_Assignment_. Leave out the images and set down the records below exactly.

_Provided entries_.
---

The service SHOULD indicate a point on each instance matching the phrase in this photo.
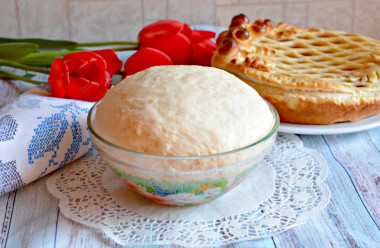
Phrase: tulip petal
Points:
(58, 78)
(144, 59)
(186, 30)
(75, 61)
(113, 63)
(84, 89)
(93, 73)
(205, 34)
(159, 29)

---

_Worked solution_.
The service SHOULD indicate a point on each instance matching the phrase in this photo.
Phrase: tulip petal
Points:
(58, 78)
(144, 59)
(186, 30)
(75, 61)
(113, 63)
(84, 89)
(93, 73)
(205, 34)
(159, 29)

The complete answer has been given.